▶ Task details
Return each line of the data below exactly, omitting any pictures.

▶ Image point grounding data
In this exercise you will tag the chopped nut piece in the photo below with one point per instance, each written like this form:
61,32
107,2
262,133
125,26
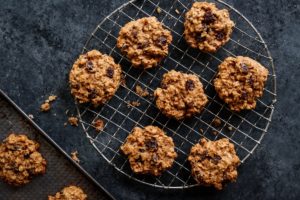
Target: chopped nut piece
73,121
45,107
158,10
216,122
74,156
141,92
99,124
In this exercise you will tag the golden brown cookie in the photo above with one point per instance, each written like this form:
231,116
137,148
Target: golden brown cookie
150,150
206,27
94,77
20,160
181,95
240,81
69,193
144,41
214,162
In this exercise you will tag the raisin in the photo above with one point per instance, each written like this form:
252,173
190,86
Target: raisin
189,85
209,17
151,144
220,35
216,159
89,66
110,72
92,94
244,68
244,95
162,41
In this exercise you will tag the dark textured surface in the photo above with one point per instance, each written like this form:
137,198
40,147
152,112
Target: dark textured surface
39,41
59,172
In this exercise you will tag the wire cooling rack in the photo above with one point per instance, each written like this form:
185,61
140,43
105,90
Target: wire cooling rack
245,129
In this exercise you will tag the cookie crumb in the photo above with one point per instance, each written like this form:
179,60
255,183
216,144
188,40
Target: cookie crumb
158,10
133,104
30,116
140,91
73,121
98,124
215,132
74,156
216,122
45,107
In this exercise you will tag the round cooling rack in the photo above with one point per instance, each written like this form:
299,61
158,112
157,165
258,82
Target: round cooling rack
245,129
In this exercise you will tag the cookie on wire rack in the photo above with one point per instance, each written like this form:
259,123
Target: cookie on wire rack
214,162
206,27
144,42
149,150
180,96
20,160
240,82
94,78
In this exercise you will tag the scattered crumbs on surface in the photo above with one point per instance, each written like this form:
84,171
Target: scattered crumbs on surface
133,104
74,156
73,121
140,91
215,132
158,10
98,124
45,107
216,122
52,98
123,81
31,116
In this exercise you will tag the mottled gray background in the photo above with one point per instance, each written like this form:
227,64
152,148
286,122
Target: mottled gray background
39,41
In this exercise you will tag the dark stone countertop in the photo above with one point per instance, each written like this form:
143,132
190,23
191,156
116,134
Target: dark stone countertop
39,41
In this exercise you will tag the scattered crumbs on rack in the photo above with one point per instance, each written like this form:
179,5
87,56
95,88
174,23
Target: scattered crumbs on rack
31,116
140,91
133,104
99,124
215,132
45,107
158,10
73,121
123,80
74,156
216,122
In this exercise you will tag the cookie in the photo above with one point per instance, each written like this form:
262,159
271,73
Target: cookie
214,162
20,160
144,42
94,78
240,82
149,150
69,193
180,95
206,27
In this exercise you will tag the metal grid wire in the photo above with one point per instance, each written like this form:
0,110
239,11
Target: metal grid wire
247,127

▶ Reply
In this exercise you will tag the chopped nut piece in the photo below with one point per instance, each written like this form:
61,32
107,2
262,133
125,26
Target: chopped nut piece
73,121
45,107
158,10
216,122
74,156
141,92
99,124
In this exercise you will tag the golden brown cookie in the photo above with one point per instance, each written like this form:
231,116
137,148
Target: golden brown cookie
150,150
206,27
94,77
20,160
181,95
240,81
69,193
144,41
214,162
In this exercise you will tag the raisin in the photo above with one point per instance, each written like this form:
252,173
190,86
Target: raisin
189,85
209,17
151,144
220,35
216,159
89,66
110,72
92,94
244,68
244,95
162,41
In this exercise you will tag the dark textured surface in the photo above with one point per instance, each written like this form:
137,198
40,147
152,112
Target: dark textured surface
39,41
59,172
In this exercise you will tag the wire cooling rack in the photo above with one point per instance, each written like this form:
185,61
140,43
105,90
Target: wire cooling rack
245,129
In this exercise you will tag the cookie crumb in the photo above with one point per instance, each written like this form:
179,60
255,183
216,144
188,40
Target: cookie crumb
158,10
133,104
30,116
140,91
73,121
98,124
215,132
74,156
216,122
45,107
In this exercise you will tag the round cooling rack in the photo above with one point per instance, each written like this form:
299,61
158,112
157,165
258,82
Target: round cooling rack
245,129
In this exercise you will tag the cookie on wire rack in the photo above with one point per instance, each written like this form:
259,123
Target: cookie on wire rack
214,162
206,27
144,42
149,150
180,96
20,160
240,82
94,78
In this exercise you will tag the scattered crumbs on surface in the photo above with one point per instance, each written like this form:
84,171
Target: scattered crumbs on surface
133,104
74,156
73,121
140,91
215,132
158,10
98,124
45,107
216,122
52,98
123,81
31,116
In this exercise you will tag the mottled gray background in the photo above with one point per instance, each written like this form:
227,64
152,148
286,122
Target: mottled gray background
39,41
In this exercise you will tag the dark stone countertop in the photo above with one point per instance, each written like this form:
143,132
190,23
191,156
116,134
Target: dark stone countertop
39,41
In this exercise you will tag the scattered crumbs on rack in the photo above with one point per instance, each written like this form:
179,5
87,56
95,88
174,23
Target: scattered crumbs on rack
31,116
140,91
133,104
99,124
215,132
45,107
158,10
73,121
123,80
74,156
216,122
In this exercise you will tag the cookie in the photo above with one point per instance, each written like this form:
262,159
271,73
Target: cookie
214,162
20,160
144,42
94,78
240,82
149,150
69,193
180,95
206,27
In this exercise you will tag the metal grid wire in the photo above with one point per instance, each written like this form:
0,110
239,11
Target: metal grid wire
247,127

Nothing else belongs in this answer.